Die Apostelgeschichte bringt es ungeschminkt an den Tag, wie sehr auch die Apostel in ihren eigenen Vorstellungen verhaftet sind. Selbst nach 40 Tagen, in denen ihnen der Auferstandene immer wieder begegnet ist, träumen sie noch immer den alten Traum, der eigentlich mit Jesu Tod am Kreuz schon endgültig zerbrochen war. „Herr“, fragen sie ihn, „wirst du jetzt Israel wieder zu einem freien und mächtigen Reich machen?“
Und noch einmal muss Jesus ihre Erwartungshaltung zurechtrücken: „Die Zeit dafür hat allein Gott der Vater bestimmt. Das ist nicht eure Sache.“
Doch das, was Jesus ihnen verspricht, ist mehr als ein Trostpflaster. Es ist eine Zusage, die seitdem bis heute all seinen Jüngern, all seinen Aposteln gegeben wird, die seine Botschaft von Gottes neuer Welt weitertragen und weitererzählen – bis in die entlegensten Winkel der Erde.
„Ihr werdet die Kraft des Heiligen Geistes empfangen. Er wird euch fähig machen, überall als meine Zeugen aufzutreten: in Jerusalem und Judäa, in Samarien und bis in die entferntesten Länder der Erde.“
Dabei ist es heute gar nicht mehr so wichtig, in die Ferne zu schweifen, da das einst christliche Abendland schon längst wieder zum Missionsland geworden ist und wir eher unsere Hoffnung darauf setzen müssen, dass Geist erfüllte Missionare zu uns nach Europa kommen.

#### [ZU BEANTWORTENDE FRAGEN]
- a) Erklären Sie in ein bis drei Sätzen, warum es laut Textauszug heute nicht mehr so wichtig ist, in die Ferne zu schweifen.
- b) Geben Sie die Stelle im Textauszug zwischen „Die Apostelgeschichte bringt“ und „Winkel der Erde.“ einschließlich wieder und tauschen Sie dabei „Trostpflaster“ gegen „Trostpreis“ aus.
Die anschließenden Daten sind eigenständiges Material und gehören nicht zum Textauszug.

#### [GEZEIGTES MATERIAL]
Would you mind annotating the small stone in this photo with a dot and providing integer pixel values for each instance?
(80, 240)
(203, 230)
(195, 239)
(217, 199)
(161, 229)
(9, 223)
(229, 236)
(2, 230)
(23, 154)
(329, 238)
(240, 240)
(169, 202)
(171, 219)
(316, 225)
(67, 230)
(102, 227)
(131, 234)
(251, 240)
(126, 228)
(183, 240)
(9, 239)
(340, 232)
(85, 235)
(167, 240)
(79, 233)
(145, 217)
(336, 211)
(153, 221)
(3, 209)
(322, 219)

#### [LÖSUNGEN DER AUFGABEN]
- a) Das einst christliche Abendland ist laut Textauszug schon längst wieder zum Missionsland geworden. Deshalb müssen wir eher darauf hoffen, dass Missionare zu uns nach Europa kommen.

- b)
Die Apostelgeschichte bringt es ungeschminkt an den Tag, wie sehr auch die Apostel in ihren eigenen Vorstellungen verhaftet sind. Selbst nach 40 Tagen, in denen ihnen der Auferstandene immer wieder begegnet ist, träumen sie noch immer den alten Traum, der eigentlich mit Jesu Tod am Kreuz schon endgültig zerbrochen war. „Herr“, fragen sie ihn, „wirst du jetzt Israel wieder zu einem freien und mächtigen Reich machen?“
Und noch einmal muss Jesus ihre Erwartungshaltung zurechtrücken: „Die Zeit dafür hat allein Gott der Vater bestimmt. Das ist nicht eure Sache.“
Doch das, was Jesus ihnen verspricht, ist mehr als ein Trostpreis. Es ist eine Zusage, die seitdem bis heute all seinen Jüngern, all seinen Aposteln gegeben wird, die seine Botschaft von Gottes neuer Welt weitertragen und weitererzählen – bis in die entlegensten Winkel der Erde.